(Excerpts from segmentation data)

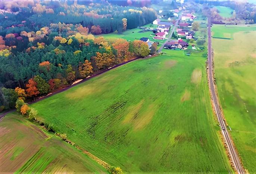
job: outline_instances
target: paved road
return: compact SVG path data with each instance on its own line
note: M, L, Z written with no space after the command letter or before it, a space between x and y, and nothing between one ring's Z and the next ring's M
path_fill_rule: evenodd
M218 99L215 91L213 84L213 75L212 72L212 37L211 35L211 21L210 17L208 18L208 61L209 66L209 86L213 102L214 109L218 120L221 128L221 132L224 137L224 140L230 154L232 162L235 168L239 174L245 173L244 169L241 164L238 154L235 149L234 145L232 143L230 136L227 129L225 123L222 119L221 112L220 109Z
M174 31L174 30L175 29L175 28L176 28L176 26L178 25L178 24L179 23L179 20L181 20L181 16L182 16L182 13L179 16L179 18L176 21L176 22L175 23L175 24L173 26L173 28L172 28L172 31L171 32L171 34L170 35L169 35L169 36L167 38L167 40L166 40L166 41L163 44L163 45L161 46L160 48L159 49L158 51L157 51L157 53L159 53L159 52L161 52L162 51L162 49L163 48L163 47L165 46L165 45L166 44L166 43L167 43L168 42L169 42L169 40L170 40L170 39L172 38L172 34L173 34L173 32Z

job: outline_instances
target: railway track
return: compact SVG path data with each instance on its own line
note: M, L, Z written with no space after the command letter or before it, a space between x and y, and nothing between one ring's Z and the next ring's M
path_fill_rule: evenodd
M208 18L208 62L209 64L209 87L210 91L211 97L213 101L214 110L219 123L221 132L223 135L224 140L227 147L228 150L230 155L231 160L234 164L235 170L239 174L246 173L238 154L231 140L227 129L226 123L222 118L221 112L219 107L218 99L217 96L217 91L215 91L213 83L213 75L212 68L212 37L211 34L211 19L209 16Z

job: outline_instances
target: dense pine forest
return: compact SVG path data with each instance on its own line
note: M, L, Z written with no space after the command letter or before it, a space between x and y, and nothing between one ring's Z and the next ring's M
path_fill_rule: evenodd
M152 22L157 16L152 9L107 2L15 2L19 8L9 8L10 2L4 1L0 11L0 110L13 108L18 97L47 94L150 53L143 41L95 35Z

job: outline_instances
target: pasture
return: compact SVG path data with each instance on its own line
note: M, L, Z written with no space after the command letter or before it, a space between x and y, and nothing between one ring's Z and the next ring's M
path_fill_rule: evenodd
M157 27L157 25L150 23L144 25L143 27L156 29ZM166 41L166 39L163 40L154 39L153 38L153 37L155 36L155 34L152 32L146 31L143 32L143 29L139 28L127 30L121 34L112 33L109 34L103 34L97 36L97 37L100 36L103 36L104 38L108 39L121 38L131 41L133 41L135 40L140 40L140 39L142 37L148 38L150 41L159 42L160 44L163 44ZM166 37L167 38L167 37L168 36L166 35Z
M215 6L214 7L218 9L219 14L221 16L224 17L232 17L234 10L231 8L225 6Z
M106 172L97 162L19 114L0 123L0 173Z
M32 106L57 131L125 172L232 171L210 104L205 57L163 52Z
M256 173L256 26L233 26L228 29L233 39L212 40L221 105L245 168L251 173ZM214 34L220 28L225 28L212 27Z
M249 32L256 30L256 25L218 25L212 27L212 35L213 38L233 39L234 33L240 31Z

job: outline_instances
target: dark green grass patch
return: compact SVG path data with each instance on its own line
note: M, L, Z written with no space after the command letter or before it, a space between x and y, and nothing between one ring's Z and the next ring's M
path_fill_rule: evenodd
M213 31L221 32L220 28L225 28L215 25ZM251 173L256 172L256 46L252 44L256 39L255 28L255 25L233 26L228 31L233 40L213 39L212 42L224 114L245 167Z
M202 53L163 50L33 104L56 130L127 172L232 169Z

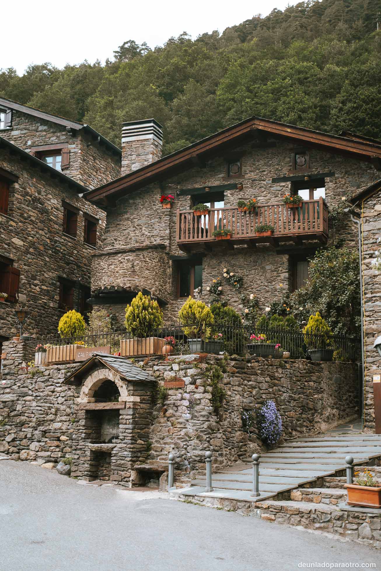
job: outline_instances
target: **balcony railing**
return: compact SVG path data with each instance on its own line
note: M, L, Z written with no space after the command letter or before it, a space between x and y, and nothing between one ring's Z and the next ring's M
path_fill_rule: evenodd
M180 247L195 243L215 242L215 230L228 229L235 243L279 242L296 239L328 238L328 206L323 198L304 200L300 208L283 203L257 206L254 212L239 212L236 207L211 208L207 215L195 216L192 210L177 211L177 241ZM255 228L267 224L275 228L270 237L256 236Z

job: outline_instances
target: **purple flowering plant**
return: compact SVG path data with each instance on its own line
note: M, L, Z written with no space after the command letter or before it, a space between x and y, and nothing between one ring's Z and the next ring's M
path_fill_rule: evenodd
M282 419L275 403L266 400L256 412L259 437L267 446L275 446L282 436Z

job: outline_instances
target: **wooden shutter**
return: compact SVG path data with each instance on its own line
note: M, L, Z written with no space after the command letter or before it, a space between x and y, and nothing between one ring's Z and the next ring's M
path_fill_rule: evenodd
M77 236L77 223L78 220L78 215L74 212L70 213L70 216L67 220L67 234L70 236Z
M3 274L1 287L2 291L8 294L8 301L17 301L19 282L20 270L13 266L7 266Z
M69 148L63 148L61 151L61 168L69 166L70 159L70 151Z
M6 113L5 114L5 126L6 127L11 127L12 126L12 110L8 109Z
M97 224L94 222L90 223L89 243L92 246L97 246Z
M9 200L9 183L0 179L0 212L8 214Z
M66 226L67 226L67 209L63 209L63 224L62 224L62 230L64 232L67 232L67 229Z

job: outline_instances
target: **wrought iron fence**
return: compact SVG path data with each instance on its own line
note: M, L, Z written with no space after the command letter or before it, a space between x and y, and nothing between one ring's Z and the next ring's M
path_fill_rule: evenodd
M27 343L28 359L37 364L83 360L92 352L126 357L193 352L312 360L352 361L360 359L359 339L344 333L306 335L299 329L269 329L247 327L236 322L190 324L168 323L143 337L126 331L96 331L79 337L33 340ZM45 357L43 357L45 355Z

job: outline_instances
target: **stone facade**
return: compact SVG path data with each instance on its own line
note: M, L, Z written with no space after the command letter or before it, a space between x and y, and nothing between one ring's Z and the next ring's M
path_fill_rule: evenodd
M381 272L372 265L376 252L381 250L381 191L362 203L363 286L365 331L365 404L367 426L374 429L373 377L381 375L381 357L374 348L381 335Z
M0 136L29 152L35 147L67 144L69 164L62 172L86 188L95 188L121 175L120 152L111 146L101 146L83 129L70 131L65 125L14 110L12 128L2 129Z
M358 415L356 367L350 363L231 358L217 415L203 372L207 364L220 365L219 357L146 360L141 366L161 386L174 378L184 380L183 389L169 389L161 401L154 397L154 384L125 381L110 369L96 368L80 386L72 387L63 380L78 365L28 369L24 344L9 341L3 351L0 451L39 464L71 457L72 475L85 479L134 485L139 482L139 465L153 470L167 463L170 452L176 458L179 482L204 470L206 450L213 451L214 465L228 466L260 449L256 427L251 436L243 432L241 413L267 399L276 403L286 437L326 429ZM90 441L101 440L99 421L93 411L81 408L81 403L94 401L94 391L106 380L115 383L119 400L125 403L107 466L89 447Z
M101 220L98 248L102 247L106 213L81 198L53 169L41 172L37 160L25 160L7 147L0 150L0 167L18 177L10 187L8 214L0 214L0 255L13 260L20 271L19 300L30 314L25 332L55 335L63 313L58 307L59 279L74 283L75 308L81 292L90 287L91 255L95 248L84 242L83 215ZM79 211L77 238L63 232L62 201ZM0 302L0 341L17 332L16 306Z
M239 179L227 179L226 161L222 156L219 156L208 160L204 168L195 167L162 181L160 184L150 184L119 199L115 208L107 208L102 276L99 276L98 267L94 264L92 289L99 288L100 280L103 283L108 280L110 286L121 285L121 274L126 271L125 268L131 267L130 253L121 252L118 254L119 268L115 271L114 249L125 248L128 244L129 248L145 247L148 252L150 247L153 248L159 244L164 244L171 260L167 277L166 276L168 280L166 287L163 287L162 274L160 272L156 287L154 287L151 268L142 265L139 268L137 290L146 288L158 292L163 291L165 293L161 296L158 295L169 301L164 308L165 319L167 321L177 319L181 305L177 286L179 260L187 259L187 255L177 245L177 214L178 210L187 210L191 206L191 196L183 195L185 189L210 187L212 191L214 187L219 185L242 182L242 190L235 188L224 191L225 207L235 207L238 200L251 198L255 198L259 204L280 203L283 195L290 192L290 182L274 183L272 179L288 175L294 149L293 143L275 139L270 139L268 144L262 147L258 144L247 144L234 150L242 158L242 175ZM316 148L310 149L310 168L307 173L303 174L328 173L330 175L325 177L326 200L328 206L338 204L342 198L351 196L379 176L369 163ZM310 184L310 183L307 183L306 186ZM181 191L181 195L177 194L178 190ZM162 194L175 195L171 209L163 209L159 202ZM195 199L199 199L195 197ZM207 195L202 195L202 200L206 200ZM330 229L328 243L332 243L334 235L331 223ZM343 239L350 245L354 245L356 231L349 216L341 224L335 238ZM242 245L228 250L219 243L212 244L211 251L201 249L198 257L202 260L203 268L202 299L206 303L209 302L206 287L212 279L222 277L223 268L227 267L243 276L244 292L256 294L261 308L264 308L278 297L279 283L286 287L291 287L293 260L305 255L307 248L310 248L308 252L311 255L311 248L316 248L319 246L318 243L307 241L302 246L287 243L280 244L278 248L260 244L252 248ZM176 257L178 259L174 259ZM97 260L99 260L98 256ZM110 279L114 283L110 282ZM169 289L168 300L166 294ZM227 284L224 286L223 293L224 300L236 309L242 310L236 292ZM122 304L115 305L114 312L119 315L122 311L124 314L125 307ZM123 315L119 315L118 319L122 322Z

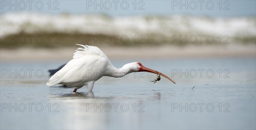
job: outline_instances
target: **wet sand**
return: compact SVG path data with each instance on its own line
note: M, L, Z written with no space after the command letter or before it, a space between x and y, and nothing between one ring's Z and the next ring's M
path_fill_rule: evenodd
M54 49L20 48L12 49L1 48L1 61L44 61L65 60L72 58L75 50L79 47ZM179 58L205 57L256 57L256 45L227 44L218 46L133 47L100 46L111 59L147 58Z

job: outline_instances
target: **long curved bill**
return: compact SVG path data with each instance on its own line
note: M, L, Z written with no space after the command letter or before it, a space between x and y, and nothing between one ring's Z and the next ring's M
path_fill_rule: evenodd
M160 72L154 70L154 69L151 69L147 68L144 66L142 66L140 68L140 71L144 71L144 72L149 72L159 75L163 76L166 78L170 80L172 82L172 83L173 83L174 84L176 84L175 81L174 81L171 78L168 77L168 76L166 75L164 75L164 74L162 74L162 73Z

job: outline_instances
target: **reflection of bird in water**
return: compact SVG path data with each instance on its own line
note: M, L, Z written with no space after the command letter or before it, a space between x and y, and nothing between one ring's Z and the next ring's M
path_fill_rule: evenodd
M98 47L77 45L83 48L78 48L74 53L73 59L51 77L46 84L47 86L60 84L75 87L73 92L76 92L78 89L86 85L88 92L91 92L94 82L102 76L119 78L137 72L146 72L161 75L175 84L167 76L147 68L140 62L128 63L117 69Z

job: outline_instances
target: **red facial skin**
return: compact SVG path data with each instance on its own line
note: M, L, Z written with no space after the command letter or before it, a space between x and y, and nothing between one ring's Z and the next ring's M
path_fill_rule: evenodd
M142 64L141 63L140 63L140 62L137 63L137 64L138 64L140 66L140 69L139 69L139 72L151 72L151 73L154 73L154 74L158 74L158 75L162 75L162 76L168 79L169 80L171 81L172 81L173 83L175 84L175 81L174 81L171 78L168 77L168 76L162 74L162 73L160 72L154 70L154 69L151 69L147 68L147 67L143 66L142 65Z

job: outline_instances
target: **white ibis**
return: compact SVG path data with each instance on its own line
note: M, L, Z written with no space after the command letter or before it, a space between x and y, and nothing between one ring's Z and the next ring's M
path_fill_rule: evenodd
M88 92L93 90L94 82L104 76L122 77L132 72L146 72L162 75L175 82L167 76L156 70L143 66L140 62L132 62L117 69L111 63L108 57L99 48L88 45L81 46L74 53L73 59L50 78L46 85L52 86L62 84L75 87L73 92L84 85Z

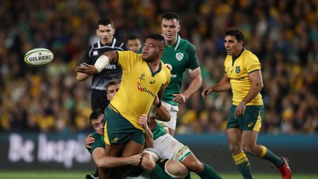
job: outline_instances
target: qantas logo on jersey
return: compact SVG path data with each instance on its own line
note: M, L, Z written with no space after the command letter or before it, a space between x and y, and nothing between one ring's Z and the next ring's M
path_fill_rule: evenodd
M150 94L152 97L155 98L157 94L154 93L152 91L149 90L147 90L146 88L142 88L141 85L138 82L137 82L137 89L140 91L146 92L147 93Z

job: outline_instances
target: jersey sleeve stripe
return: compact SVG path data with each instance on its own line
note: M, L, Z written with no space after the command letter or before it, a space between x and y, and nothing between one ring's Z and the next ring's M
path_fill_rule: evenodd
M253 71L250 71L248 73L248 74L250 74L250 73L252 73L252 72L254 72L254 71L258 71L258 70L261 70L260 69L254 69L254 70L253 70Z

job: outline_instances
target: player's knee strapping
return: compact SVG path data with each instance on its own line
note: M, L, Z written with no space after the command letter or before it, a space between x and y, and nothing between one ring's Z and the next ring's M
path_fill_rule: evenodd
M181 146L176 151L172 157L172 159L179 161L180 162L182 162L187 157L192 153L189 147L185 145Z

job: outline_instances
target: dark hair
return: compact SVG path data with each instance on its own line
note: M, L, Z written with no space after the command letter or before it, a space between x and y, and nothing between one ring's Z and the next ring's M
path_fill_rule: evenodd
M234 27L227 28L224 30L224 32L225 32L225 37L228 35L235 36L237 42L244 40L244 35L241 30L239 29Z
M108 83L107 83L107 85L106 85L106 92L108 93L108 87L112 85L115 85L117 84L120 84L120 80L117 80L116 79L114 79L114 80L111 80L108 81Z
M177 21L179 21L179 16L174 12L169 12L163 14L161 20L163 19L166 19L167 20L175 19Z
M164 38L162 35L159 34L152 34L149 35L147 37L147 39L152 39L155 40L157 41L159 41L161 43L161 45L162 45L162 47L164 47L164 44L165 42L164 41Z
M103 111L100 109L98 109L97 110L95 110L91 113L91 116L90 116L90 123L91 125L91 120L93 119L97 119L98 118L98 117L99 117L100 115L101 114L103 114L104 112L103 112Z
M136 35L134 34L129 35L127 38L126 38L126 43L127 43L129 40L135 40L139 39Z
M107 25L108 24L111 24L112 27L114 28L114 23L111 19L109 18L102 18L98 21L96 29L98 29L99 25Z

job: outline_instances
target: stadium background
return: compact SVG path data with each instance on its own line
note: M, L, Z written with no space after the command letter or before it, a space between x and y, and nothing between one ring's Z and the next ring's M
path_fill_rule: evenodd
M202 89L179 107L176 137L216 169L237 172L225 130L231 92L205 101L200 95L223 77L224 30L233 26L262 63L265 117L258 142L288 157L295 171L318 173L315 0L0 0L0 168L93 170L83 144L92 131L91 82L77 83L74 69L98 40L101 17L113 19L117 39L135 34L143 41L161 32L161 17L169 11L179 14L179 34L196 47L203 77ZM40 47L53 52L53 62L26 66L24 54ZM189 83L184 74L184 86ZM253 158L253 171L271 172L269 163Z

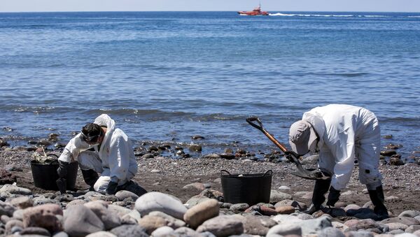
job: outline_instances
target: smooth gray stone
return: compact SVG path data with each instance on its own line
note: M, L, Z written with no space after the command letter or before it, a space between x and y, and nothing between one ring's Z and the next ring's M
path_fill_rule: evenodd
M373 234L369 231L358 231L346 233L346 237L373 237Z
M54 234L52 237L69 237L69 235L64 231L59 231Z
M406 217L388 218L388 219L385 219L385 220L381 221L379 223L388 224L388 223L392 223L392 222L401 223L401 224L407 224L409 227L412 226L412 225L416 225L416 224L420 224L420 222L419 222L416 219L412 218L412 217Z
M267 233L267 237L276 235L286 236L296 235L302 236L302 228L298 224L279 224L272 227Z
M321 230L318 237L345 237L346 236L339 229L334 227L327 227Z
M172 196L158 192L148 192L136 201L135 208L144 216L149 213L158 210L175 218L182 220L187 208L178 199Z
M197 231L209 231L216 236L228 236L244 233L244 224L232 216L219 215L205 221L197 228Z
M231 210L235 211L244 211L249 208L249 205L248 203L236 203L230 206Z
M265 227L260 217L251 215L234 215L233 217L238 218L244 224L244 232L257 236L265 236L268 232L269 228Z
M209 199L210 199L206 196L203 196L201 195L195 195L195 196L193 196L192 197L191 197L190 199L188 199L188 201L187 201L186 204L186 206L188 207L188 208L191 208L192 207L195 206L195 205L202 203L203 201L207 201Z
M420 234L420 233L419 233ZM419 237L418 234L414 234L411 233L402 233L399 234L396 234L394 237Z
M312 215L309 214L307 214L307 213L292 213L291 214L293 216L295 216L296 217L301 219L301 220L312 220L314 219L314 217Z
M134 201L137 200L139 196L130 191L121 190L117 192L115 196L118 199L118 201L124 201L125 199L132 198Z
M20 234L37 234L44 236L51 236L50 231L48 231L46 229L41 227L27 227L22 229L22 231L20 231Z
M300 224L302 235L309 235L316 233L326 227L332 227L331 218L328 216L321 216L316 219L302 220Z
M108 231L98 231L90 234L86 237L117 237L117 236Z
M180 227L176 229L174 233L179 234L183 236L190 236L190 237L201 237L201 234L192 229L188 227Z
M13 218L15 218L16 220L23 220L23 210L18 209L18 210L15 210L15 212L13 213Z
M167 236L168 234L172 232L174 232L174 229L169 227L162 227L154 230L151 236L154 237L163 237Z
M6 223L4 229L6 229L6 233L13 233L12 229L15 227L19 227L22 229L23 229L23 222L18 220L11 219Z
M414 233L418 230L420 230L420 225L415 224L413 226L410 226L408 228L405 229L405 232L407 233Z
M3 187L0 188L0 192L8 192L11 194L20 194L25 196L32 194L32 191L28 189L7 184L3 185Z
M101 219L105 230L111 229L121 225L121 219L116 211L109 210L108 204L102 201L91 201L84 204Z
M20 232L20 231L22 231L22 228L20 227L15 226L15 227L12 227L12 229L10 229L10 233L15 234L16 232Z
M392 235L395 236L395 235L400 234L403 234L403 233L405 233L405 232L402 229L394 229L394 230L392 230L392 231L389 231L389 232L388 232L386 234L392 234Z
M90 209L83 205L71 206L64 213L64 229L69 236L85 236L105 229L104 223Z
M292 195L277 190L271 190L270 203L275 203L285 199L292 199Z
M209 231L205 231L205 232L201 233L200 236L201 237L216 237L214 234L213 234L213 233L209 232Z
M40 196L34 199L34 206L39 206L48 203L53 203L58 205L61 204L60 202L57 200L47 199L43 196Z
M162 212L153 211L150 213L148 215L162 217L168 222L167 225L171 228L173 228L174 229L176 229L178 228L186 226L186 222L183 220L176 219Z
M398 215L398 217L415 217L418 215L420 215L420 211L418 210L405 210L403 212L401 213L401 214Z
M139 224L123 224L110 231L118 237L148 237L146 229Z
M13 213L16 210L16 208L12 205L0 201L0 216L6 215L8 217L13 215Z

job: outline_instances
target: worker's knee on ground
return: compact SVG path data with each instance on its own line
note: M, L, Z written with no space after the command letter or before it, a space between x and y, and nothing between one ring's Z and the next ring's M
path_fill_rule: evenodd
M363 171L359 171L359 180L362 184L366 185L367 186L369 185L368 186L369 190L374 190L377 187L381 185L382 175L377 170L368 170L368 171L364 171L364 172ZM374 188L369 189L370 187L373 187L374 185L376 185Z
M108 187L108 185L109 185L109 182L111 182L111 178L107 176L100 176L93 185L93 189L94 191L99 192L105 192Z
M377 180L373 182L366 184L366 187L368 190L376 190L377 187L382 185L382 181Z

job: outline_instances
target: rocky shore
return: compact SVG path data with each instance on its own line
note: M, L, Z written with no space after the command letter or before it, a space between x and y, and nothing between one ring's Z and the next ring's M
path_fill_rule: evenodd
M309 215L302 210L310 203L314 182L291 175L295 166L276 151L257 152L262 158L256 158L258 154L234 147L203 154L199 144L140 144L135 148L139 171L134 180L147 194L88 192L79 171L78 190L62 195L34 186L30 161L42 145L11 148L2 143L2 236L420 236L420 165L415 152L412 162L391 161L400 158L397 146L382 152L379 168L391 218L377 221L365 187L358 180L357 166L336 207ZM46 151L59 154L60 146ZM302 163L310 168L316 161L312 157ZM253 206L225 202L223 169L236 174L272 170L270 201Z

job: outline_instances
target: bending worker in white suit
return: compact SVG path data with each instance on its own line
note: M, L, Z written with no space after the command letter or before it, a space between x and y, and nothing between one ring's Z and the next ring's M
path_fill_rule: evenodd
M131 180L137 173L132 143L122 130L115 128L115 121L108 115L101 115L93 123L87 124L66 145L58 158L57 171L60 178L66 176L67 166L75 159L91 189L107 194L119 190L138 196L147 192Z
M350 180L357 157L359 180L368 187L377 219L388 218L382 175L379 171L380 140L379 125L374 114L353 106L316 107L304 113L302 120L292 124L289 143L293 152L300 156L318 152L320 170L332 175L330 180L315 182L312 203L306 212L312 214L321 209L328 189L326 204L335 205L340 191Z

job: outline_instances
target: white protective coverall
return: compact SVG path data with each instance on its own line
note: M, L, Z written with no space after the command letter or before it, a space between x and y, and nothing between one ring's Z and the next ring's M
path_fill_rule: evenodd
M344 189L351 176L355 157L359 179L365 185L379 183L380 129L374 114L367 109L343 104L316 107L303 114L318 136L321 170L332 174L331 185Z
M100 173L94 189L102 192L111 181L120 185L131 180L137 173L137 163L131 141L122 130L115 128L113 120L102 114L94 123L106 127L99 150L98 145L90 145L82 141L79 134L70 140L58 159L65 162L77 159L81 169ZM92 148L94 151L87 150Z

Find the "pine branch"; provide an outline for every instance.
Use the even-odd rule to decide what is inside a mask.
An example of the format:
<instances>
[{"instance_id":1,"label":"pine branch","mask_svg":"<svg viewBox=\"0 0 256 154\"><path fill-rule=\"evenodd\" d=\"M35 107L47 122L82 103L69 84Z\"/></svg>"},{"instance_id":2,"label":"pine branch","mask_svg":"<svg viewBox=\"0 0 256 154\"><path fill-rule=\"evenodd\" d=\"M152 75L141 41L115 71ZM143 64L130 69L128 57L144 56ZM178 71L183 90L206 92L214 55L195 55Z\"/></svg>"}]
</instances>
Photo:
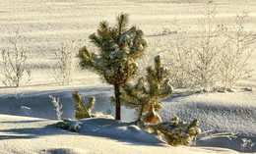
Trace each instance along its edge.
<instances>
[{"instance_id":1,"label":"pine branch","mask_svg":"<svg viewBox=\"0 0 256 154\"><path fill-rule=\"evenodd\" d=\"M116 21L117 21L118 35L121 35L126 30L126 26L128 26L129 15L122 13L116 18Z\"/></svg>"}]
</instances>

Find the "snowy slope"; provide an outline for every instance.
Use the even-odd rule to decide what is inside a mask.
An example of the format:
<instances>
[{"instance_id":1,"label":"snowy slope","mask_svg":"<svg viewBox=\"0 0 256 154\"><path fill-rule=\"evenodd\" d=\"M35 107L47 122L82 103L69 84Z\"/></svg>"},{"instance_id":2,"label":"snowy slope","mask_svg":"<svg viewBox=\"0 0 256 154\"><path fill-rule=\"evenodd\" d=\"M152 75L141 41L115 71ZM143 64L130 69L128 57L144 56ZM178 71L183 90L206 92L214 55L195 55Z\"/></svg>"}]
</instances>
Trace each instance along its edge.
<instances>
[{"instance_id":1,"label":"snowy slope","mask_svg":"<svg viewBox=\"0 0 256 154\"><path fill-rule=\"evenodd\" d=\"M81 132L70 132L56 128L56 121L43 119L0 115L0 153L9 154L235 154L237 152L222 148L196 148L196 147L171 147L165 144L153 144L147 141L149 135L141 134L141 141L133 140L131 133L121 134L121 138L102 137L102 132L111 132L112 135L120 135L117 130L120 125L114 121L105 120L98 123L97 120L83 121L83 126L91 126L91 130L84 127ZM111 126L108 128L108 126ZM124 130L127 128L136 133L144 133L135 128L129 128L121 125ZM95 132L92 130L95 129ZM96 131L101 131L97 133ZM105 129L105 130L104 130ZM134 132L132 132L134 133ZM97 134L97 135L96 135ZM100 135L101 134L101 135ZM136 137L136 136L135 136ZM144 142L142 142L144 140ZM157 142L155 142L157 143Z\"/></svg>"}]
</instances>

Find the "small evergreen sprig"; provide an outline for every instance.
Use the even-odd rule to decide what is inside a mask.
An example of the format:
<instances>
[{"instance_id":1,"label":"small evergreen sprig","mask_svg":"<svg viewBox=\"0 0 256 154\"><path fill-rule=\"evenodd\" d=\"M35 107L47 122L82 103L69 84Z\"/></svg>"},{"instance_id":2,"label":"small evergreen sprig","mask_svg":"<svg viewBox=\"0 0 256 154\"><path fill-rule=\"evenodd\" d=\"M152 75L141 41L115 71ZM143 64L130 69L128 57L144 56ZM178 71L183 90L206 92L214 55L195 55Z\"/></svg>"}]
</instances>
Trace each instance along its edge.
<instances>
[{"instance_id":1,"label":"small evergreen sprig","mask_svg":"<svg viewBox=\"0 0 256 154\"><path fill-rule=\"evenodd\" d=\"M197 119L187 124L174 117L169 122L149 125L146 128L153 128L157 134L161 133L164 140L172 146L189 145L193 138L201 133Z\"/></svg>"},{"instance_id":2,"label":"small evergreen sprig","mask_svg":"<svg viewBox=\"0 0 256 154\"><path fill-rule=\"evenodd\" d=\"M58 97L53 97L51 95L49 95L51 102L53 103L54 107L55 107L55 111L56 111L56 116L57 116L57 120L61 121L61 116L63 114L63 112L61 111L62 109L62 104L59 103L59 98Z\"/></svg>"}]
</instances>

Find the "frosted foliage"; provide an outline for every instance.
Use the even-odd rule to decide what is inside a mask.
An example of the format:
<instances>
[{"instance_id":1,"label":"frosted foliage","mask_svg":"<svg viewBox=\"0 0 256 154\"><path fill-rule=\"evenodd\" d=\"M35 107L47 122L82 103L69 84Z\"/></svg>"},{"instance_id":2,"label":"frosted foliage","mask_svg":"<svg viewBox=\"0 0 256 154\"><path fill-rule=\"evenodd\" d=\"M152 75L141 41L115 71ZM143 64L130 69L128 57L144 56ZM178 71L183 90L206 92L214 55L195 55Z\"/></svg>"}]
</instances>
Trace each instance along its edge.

Your goal:
Format the data from its first line through the line holding "M208 18L208 62L209", inclusive, as a numbered list without blank lines. Leave the pictures out of the answer.

Correct output:
1. job: outline_instances
2. target: paved road
3. return: compact SVG path data with each instance on its own line
4. note: M, L, Z written with no space after the command letter or before it, a space between x and y, and nothing between one ring's Z and the next ring's M
5. path_fill_rule: evenodd
6. M218 99L215 91L213 84L213 75L212 72L212 37L211 35L211 21L210 17L208 18L208 61L209 66L209 86L213 102L214 109L218 120L221 128L221 132L224 137L224 140L230 154L232 162L235 168L239 174L245 173L244 169L241 164L238 154L235 149L234 145L232 143L230 136L227 129L225 123L222 119L221 112L220 109Z
7. M174 31L174 30L175 29L175 28L176 28L176 26L178 25L178 24L179 23L179 20L181 20L181 16L182 16L182 13L179 16L179 18L176 21L176 22L175 23L175 24L173 26L173 28L172 28L172 31L171 32L171 34L170 35L169 35L169 36L167 38L167 40L166 40L166 41L163 44L163 45L161 46L160 48L159 49L158 51L157 51L157 53L159 53L159 52L161 52L162 51L162 49L163 48L163 47L165 46L165 45L166 44L166 43L167 43L168 42L169 42L169 40L170 40L170 39L172 38L172 34L173 34L173 32Z
8. job: outline_instances
9. target: railway track
10. return: compact SVG path data with each instance on its own line
11. note: M, L, Z written with no space after the command letter or before it, a space between x and y, and nothing between one ring's Z and the next ring's M
12. path_fill_rule: evenodd
13. M208 18L208 62L209 64L209 87L210 91L211 97L213 101L214 110L219 123L221 132L223 135L224 140L227 147L228 150L230 155L231 160L234 164L235 170L239 174L246 173L238 154L231 140L227 129L226 123L222 118L221 112L219 107L218 99L217 96L217 91L215 91L213 83L213 75L212 68L212 37L211 34L211 19L209 16Z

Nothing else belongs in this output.